The result storage area is provided in the control section 40. Typically, the result storage area is provided in the nonvolatile memory 43 included in the control section 40. As an alternative, the result storage area may be provided in at least one of the storage drives 10. In addition, the result storage area may be provided in each of the storage drives 10. If the result storage area is provided in each of the storage drives 10, the result of execution of the examination mode is stored in each of the storage drives 10.

In this embodiment, it is desirable that the control section 40 stores test data in the swap area provided in the first storage drive prior to an operation carried out to read out the test data from the swap area. That is to say, the control section 40 desirably carries out the processing of the examination mode after newly writing the test data into the swap area.

In addition, in this embodiment, it is desirable that the control section 40 carries out the processing of the examination mode without mounting the user area and the swap area. That is to say, it is desirable that the control section 40 carries out the processing of the examination mode in a state in which the file system has not been recognized by the OS, that is, in a state in which the user area and the swap area have not been mounted. It is to be noted that the control section 40 knows the address of the head sector of the swap area.

The processing carried out in the examination mode in this embodiment is explained as follows. FIGS. 5 to 7 each show a flowchart representing the processing carried out in the examination mode in accordance with the embodiment.

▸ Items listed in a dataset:
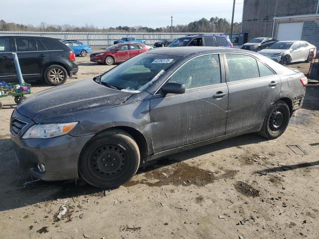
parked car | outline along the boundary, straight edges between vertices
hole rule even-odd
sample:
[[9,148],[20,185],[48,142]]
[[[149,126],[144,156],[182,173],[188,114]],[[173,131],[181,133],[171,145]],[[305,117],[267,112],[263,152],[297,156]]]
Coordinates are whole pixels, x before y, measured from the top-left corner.
[[286,66],[292,62],[310,62],[316,48],[307,41],[281,41],[258,53]]
[[74,53],[59,39],[26,36],[0,36],[0,79],[17,82],[11,52],[16,53],[26,82],[44,79],[61,85],[77,73]]
[[121,40],[116,40],[114,41],[114,45],[118,43],[125,43],[125,42],[137,42],[143,43],[144,45],[146,44],[145,40],[137,40],[135,37],[123,37]]
[[92,53],[91,46],[84,43],[80,43],[74,41],[65,41],[65,45],[72,49],[76,56],[86,56],[88,53]]
[[273,38],[269,37],[257,37],[251,40],[247,43],[241,46],[243,50],[248,50],[253,51],[259,51],[263,49],[267,48],[274,45],[277,41]]
[[82,44],[83,43],[82,41],[78,41],[77,40],[60,40],[60,41],[63,43],[70,42],[77,42],[78,43],[82,43]]
[[144,45],[145,47],[146,47],[147,48],[148,48],[148,50],[150,50],[150,49],[153,49],[154,47],[153,47],[152,46],[148,46],[147,45],[146,45],[145,44],[143,43],[141,43],[141,42],[132,42],[132,43],[136,43],[136,44],[142,44],[143,45]]
[[174,40],[174,39],[162,39],[155,42],[154,43],[154,46],[155,47],[164,47],[164,46],[167,46],[171,43]]
[[133,56],[148,51],[145,45],[137,43],[116,44],[90,55],[90,60],[104,65],[111,65],[123,62]]
[[299,70],[253,52],[155,49],[92,80],[28,97],[12,113],[11,139],[19,165],[35,178],[79,173],[112,188],[169,154],[253,132],[279,137],[307,84]]
[[190,35],[177,38],[168,45],[168,47],[177,46],[222,46],[233,48],[227,35]]

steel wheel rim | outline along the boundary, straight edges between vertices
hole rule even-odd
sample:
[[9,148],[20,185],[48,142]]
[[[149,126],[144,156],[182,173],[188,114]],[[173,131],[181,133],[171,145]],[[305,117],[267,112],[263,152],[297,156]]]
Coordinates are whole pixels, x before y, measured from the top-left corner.
[[98,178],[111,179],[121,175],[127,165],[127,152],[120,144],[98,146],[89,155],[89,169]]
[[53,68],[49,73],[50,81],[54,83],[59,83],[63,81],[64,76],[64,72],[59,68]]
[[269,125],[269,129],[272,132],[278,132],[280,131],[284,125],[284,114],[280,110],[280,109],[277,108],[275,110],[269,118],[268,124]]
[[108,56],[105,59],[105,61],[106,61],[106,63],[109,65],[112,65],[112,64],[113,64],[113,59],[110,56]]

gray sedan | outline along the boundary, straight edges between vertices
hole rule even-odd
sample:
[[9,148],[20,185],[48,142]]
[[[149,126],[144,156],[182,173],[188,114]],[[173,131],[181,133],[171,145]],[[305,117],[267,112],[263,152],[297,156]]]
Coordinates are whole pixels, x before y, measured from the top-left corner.
[[155,49],[28,98],[12,113],[11,139],[35,178],[117,187],[169,154],[252,132],[279,137],[307,84],[253,52]]
[[281,41],[259,53],[286,66],[292,62],[310,62],[316,46],[304,41]]

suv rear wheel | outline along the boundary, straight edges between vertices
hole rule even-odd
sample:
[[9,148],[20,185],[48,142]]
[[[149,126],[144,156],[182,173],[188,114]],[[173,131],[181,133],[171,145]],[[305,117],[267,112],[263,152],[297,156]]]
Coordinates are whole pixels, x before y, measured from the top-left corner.
[[113,188],[127,182],[140,165],[137,144],[126,132],[113,129],[94,136],[82,150],[79,171],[88,183]]
[[64,84],[67,77],[66,70],[59,65],[50,66],[44,71],[44,79],[51,86]]

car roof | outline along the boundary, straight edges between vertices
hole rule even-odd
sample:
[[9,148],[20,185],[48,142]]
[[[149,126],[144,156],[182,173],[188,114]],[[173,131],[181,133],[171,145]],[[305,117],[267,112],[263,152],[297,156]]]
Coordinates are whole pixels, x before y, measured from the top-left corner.
[[[161,54],[177,56],[185,56],[191,54],[198,53],[198,55],[205,53],[214,53],[218,52],[237,52],[247,53],[247,51],[238,48],[227,47],[217,47],[212,46],[180,46],[177,47],[160,47],[153,49],[152,51],[146,52],[146,54]],[[254,52],[249,52],[250,54],[255,54]]]

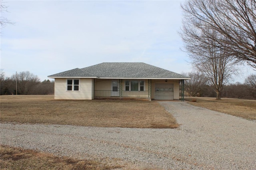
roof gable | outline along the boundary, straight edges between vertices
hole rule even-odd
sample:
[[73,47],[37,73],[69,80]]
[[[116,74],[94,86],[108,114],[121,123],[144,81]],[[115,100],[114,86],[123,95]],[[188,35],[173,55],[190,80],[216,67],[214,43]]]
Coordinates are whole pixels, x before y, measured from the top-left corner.
[[188,77],[144,63],[103,63],[49,76],[98,78],[186,78]]

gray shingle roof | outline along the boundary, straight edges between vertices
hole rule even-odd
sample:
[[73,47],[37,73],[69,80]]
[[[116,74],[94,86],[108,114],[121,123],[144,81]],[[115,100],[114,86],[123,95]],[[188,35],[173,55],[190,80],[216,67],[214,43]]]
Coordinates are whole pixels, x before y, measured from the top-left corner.
[[75,68],[49,77],[97,77],[99,78],[189,78],[144,63],[103,63],[83,68]]

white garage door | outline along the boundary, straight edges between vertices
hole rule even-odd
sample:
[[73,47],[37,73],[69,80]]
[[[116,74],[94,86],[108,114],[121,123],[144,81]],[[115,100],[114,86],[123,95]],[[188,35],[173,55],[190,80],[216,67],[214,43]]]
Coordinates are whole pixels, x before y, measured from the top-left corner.
[[155,99],[156,100],[173,100],[173,84],[156,84]]

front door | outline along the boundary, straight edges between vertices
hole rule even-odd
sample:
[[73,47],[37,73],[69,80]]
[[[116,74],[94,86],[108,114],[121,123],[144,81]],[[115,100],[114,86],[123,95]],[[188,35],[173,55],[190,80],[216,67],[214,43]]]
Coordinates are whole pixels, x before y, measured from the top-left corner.
[[119,96],[119,83],[117,82],[112,82],[111,96]]

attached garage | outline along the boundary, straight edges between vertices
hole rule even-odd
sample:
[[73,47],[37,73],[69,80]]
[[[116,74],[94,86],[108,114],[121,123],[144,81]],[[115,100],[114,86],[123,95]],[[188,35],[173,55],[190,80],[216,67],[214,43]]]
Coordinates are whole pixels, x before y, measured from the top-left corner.
[[156,84],[155,99],[156,100],[173,100],[173,84]]

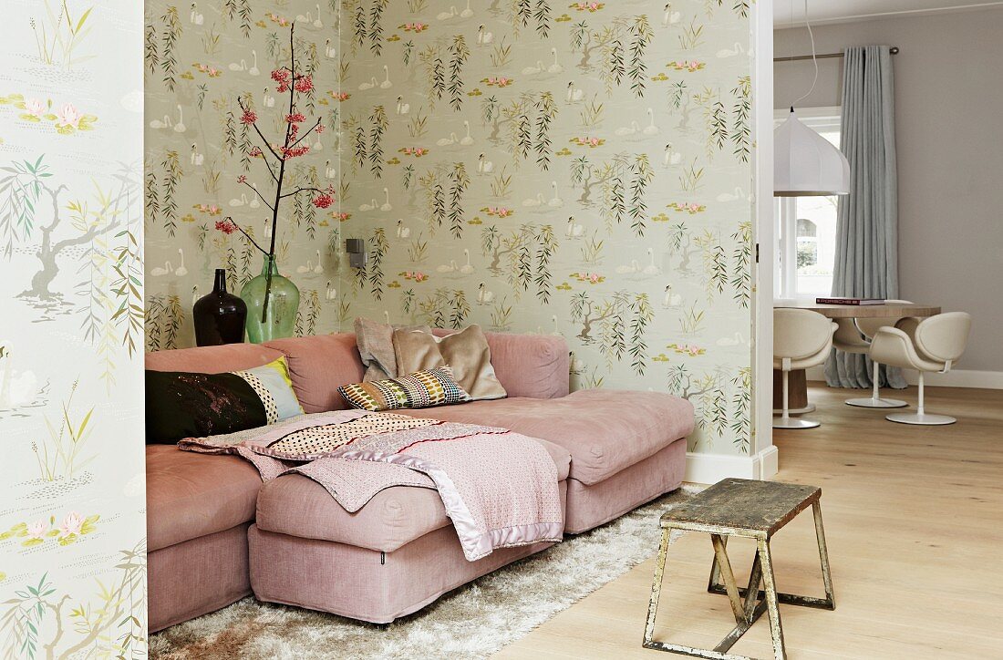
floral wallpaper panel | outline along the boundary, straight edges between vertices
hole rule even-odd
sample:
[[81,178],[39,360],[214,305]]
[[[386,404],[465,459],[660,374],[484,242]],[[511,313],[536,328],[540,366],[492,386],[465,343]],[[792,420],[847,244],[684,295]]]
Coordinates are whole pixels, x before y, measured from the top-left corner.
[[343,2],[351,315],[562,335],[576,387],[685,396],[691,450],[747,453],[748,14]]
[[141,10],[0,27],[0,655],[145,656]]
[[[689,398],[694,451],[746,453],[751,52],[743,0],[157,0],[146,13],[146,347],[192,345],[212,269],[260,269],[268,188],[240,102],[281,127],[297,50],[328,129],[283,209],[297,332],[357,315],[557,333],[576,387]],[[182,54],[184,53],[184,55]],[[261,123],[261,122],[259,122]],[[343,239],[368,246],[350,269]]]

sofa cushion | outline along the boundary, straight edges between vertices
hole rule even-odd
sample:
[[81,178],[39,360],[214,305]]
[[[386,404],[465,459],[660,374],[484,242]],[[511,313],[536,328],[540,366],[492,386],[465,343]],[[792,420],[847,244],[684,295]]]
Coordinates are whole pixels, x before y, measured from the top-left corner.
[[477,324],[444,337],[431,331],[394,330],[393,351],[398,373],[448,366],[474,401],[507,396],[491,366],[487,338]]
[[378,412],[399,408],[431,408],[470,400],[448,365],[405,373],[396,378],[342,385],[338,392],[353,408]]
[[146,368],[150,371],[223,373],[260,367],[279,357],[282,353],[260,344],[224,344],[146,353]]
[[364,367],[350,332],[275,339],[264,344],[282,351],[304,412],[345,410],[338,388],[362,380]]
[[471,401],[427,410],[398,410],[471,424],[511,428],[571,452],[571,478],[593,484],[647,458],[693,431],[693,405],[661,392],[585,389],[557,399]]
[[146,446],[149,552],[254,520],[261,476],[238,456]]
[[227,373],[146,370],[146,442],[234,433],[303,414],[286,357]]
[[[433,332],[441,337],[455,330]],[[568,393],[568,344],[562,337],[505,332],[485,332],[484,337],[494,374],[510,396],[552,398]],[[346,409],[338,388],[360,382],[365,374],[350,332],[275,339],[262,346],[286,355],[293,389],[306,412]]]
[[[552,442],[541,442],[568,477],[571,455]],[[258,498],[256,524],[267,532],[302,539],[322,539],[390,553],[449,525],[437,491],[396,485],[376,493],[354,514],[346,512],[313,479],[287,474],[266,483]]]
[[[443,337],[456,330],[435,329]],[[571,378],[571,354],[564,337],[485,332],[491,366],[509,396],[550,399],[566,396]]]

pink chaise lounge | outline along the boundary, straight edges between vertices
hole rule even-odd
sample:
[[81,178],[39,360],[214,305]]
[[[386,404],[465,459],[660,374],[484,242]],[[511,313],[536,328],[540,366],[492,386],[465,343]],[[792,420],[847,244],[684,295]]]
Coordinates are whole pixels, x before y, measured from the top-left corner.
[[[680,485],[693,428],[688,401],[655,392],[569,394],[563,339],[486,336],[509,398],[408,414],[504,426],[545,440],[558,465],[570,534]],[[352,334],[161,351],[147,354],[146,368],[229,371],[283,354],[306,412],[344,409],[337,388],[362,379]],[[467,562],[438,494],[428,488],[387,488],[348,514],[302,475],[263,485],[236,456],[147,445],[146,469],[151,632],[251,593],[386,623],[547,547],[510,548]]]

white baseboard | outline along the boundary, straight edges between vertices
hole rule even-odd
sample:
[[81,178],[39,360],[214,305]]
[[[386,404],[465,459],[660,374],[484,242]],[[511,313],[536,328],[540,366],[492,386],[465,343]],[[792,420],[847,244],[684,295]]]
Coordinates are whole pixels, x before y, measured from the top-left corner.
[[717,483],[726,476],[767,479],[777,470],[777,450],[770,445],[752,456],[686,452],[684,481]]
[[[919,372],[913,369],[903,369],[906,382],[915,385],[919,382]],[[805,370],[808,380],[825,380],[823,367],[811,367]],[[974,369],[953,369],[947,373],[927,373],[926,382],[931,387],[979,387],[982,389],[1003,389],[1003,371],[976,371]]]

▸ THE TASK: Say whether each statement agrees with the passage on the examination mode, answering yes or no and quoting the deciding words: (a) The result storage area is typically provided in the nonvolatile memory 43. (b) The control section 40 should mount the user area and the swap area before carrying out the examination mode. (c) The control section 40 knows the address of the head sector of the swap area.

▸ WRITTEN RESPONSE:
(a) Yes: "Typically, the result storage area is provided in the nonvolatile memory 43 included in the control section 40."
(b) No: "it is desirable that the control section 40 carries out the processing of the examination mode without mounting the user area and the swap area."
(c) Yes: "It is to be noted that the control section 40 knows the address of the head sector of the swap area."